PROBLEM TO WORK ON: Convert the data below, from its first line through the line containing "84 29 125 58", inclusive, into a numbered list with one line per item. Skip blank lines and leave the pictures out.

SUPPLIED MATERIAL:
........

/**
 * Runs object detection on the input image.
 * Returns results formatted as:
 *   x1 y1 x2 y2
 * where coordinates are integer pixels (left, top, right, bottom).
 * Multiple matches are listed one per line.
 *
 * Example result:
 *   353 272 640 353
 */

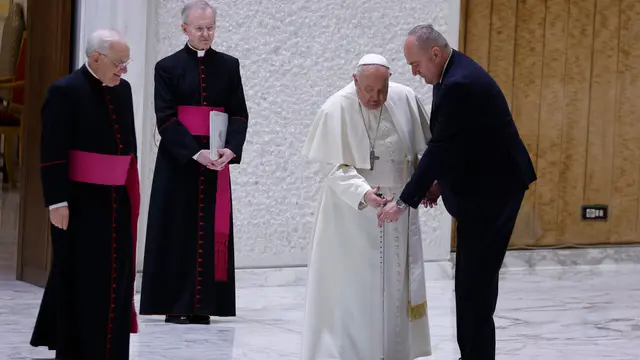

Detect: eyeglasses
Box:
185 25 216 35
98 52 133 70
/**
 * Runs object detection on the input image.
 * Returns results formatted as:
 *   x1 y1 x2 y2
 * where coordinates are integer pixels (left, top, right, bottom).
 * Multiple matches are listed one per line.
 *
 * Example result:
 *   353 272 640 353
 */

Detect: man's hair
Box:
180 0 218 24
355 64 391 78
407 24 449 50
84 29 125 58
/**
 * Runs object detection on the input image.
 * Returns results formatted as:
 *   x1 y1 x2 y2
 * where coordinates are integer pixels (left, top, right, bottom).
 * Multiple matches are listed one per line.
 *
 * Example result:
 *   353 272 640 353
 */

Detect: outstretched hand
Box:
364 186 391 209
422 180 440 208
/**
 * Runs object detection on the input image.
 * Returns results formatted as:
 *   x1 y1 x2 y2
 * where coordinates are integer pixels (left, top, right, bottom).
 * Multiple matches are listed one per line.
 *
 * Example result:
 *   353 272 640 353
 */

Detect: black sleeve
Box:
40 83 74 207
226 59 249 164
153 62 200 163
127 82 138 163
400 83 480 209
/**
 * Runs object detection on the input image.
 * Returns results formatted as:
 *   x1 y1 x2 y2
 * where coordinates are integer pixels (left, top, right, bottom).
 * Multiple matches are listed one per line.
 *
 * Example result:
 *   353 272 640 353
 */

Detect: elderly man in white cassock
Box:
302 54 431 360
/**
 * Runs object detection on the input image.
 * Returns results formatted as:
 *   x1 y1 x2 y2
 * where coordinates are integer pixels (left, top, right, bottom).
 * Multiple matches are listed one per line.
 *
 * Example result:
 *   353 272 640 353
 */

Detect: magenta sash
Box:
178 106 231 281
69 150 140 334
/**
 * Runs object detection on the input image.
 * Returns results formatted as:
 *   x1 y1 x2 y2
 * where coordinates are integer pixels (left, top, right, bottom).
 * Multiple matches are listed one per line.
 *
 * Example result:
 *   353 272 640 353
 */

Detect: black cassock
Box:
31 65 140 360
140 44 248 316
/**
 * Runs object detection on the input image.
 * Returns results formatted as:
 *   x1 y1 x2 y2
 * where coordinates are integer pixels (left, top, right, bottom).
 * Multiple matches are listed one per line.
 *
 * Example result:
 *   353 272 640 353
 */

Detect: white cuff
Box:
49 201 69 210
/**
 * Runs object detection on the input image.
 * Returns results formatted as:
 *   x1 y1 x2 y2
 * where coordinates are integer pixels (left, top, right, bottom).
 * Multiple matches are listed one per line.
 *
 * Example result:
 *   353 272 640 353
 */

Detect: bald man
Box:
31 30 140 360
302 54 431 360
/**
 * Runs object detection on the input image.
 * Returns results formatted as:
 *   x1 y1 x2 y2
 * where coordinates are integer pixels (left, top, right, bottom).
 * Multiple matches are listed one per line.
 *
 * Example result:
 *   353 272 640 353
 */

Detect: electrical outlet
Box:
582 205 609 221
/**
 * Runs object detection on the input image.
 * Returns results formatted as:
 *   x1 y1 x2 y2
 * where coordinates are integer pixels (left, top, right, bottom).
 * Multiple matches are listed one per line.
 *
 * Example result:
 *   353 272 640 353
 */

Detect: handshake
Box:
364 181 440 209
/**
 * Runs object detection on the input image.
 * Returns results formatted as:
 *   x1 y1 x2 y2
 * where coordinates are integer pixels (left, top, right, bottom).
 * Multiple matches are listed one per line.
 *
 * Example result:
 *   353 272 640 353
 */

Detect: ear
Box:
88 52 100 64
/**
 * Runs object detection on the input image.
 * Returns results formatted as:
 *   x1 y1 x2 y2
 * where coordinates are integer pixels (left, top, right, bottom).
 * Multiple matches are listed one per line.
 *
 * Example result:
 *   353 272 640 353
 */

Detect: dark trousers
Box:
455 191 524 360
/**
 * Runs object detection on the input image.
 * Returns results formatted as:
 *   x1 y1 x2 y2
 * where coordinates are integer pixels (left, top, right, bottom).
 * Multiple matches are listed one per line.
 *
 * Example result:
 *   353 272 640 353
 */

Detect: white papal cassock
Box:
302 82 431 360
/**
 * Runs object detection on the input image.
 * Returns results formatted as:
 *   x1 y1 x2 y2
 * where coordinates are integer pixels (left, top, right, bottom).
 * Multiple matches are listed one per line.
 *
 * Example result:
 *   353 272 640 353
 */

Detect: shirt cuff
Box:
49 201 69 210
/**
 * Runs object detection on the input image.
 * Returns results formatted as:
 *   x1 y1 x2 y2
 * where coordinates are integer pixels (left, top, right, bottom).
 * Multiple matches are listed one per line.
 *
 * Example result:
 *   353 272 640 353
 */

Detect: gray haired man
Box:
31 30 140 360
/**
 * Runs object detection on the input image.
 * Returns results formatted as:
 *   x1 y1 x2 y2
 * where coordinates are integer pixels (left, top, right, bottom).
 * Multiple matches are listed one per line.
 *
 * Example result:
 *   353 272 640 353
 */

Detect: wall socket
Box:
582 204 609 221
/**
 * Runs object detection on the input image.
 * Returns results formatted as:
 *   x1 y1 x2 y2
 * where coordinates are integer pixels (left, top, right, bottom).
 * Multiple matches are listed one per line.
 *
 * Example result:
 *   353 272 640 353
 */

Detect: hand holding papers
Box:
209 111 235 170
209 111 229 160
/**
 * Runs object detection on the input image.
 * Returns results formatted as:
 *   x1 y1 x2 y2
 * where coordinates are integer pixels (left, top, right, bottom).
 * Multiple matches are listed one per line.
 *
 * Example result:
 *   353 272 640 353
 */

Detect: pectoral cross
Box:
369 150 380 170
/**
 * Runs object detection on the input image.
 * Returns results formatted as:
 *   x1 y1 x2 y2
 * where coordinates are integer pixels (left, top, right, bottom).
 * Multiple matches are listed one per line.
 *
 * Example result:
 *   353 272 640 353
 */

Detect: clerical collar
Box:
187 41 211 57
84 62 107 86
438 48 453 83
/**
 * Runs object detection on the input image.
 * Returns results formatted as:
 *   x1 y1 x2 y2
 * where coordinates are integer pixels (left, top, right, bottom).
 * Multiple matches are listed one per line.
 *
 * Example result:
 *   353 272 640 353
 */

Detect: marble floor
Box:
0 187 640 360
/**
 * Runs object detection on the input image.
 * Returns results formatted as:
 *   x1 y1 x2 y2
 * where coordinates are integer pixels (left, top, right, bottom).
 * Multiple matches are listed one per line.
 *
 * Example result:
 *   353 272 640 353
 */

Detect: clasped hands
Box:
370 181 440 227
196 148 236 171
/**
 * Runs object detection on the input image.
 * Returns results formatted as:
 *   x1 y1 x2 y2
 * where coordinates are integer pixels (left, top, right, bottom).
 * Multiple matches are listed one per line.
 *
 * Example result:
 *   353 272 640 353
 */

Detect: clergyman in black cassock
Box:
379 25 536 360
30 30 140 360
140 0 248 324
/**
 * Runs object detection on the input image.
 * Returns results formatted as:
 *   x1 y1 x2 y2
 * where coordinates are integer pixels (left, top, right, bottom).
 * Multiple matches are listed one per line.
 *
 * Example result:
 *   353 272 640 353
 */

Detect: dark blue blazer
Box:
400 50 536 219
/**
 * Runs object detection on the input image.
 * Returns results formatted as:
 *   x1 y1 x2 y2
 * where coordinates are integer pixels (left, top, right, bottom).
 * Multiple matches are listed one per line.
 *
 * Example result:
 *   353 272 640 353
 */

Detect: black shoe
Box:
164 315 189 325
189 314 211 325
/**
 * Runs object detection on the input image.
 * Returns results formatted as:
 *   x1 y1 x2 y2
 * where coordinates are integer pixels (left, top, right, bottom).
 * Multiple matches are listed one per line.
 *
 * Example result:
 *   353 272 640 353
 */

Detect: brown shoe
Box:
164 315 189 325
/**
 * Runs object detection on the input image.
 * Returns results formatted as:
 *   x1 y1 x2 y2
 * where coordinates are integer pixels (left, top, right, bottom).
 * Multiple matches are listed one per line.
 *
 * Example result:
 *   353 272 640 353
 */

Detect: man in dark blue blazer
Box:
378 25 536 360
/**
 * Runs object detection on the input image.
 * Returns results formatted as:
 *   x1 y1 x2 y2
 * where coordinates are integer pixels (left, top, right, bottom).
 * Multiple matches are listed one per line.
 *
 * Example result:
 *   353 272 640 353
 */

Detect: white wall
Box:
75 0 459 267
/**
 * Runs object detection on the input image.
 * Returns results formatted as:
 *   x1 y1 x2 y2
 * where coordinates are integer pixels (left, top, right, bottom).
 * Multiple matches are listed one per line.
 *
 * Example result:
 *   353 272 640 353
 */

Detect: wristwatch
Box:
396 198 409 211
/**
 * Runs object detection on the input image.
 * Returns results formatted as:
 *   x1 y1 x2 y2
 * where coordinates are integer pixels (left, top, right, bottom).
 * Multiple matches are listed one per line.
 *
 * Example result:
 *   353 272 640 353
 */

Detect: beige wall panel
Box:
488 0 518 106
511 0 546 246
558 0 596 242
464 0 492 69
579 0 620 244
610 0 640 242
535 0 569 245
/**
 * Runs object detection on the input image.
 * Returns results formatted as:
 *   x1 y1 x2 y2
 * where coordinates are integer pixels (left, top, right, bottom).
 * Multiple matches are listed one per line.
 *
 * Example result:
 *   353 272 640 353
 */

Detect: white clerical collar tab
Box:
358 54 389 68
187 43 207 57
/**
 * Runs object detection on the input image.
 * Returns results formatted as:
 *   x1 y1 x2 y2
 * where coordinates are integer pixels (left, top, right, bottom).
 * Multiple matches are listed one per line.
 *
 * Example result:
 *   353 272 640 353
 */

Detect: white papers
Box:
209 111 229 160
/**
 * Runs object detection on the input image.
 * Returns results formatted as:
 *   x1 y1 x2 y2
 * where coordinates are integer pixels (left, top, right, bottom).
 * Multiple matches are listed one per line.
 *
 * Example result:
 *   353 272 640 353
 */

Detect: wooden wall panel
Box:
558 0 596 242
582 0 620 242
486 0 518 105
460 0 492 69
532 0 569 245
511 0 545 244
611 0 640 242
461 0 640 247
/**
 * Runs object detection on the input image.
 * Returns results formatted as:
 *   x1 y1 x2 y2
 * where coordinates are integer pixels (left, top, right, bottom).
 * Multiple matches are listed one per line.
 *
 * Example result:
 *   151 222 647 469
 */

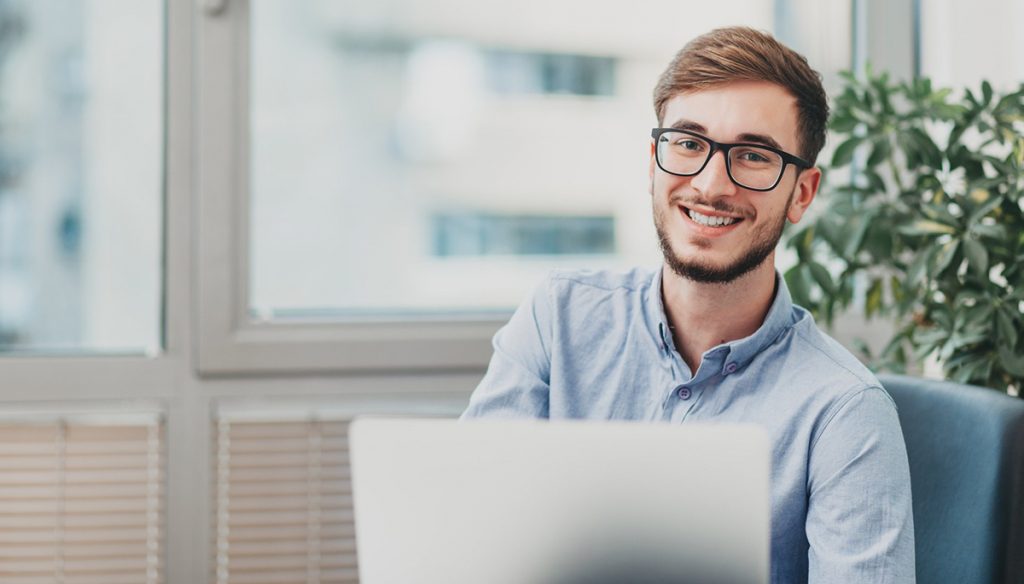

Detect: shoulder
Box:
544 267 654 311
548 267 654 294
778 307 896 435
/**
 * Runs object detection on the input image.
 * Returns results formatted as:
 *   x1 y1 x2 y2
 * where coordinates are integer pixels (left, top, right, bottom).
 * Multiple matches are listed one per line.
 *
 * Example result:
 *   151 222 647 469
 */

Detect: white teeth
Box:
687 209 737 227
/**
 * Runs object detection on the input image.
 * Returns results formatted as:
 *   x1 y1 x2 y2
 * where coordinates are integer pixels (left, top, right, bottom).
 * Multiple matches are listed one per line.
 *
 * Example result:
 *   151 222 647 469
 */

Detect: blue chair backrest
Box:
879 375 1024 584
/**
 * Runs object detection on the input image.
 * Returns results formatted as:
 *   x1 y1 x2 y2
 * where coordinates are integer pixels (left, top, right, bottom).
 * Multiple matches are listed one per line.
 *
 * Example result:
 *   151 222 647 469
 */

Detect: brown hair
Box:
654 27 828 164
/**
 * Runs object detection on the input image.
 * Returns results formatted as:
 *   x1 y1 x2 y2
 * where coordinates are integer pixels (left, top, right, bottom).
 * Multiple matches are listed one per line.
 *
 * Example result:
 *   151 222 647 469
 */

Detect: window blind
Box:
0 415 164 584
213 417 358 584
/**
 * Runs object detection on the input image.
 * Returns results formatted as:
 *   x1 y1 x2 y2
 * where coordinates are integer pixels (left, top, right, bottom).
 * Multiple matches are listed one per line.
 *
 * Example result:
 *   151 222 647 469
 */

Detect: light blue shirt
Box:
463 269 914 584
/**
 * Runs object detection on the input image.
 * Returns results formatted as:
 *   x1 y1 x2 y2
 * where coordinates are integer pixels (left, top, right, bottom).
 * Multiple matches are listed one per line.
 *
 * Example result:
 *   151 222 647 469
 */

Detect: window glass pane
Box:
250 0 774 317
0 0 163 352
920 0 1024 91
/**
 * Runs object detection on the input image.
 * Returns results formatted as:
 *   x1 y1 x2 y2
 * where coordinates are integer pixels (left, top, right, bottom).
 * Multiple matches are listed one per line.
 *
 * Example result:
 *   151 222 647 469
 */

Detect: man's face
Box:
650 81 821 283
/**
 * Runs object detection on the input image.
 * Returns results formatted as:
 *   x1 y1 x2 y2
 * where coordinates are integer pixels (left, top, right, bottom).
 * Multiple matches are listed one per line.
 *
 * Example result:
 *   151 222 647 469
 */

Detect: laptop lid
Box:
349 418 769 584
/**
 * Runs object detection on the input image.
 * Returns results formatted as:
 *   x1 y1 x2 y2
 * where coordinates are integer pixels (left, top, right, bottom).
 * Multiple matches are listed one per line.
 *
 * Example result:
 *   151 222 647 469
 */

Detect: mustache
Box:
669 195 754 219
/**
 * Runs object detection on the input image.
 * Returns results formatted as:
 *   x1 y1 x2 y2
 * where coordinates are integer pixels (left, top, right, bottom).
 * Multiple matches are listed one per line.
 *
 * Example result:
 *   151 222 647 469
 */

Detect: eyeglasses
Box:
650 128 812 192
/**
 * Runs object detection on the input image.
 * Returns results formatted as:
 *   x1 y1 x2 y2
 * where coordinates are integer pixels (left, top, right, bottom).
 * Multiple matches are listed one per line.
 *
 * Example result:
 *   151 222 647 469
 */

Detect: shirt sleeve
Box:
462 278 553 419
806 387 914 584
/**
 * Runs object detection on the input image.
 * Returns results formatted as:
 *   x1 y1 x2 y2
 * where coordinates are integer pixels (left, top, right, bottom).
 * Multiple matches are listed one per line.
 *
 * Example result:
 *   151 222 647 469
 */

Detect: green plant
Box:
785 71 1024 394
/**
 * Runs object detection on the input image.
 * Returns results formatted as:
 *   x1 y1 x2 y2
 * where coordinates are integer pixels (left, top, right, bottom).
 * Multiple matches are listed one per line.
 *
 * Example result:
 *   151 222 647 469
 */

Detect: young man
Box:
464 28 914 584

........

OUTPUT FOR THIS EXERCISE:
1. /**
2.  * Runs object detection on the input image.
3.  * Returns results formatted as:
4.  *   x1 y1 x2 y2
5.  * where coordinates are integer pixels (left, top, right, bottom).
6.  * Multiple matches are listed one per line.
7.  *
8.  * Example result:
9.  *   353 272 640 353
10.  */
11. Detect: eyeglasses
12. Box:
13. 185 25 216 35
14. 98 52 133 70
15. /**
16.  * Runs object detection on the input image.
17.  * Returns results formatted as:
18.  *   x1 y1 x2 y2
19.  * where coordinates are integer pixels (left, top, right, bottom).
20.  * Multiple matches are listed one per line.
21.  *
22.  * Example result:
23.  *   353 272 640 353
24.  */
25. Detect: man's hair
26. Box:
27. 180 0 218 24
28. 355 64 391 78
29. 407 24 449 50
30. 84 29 125 58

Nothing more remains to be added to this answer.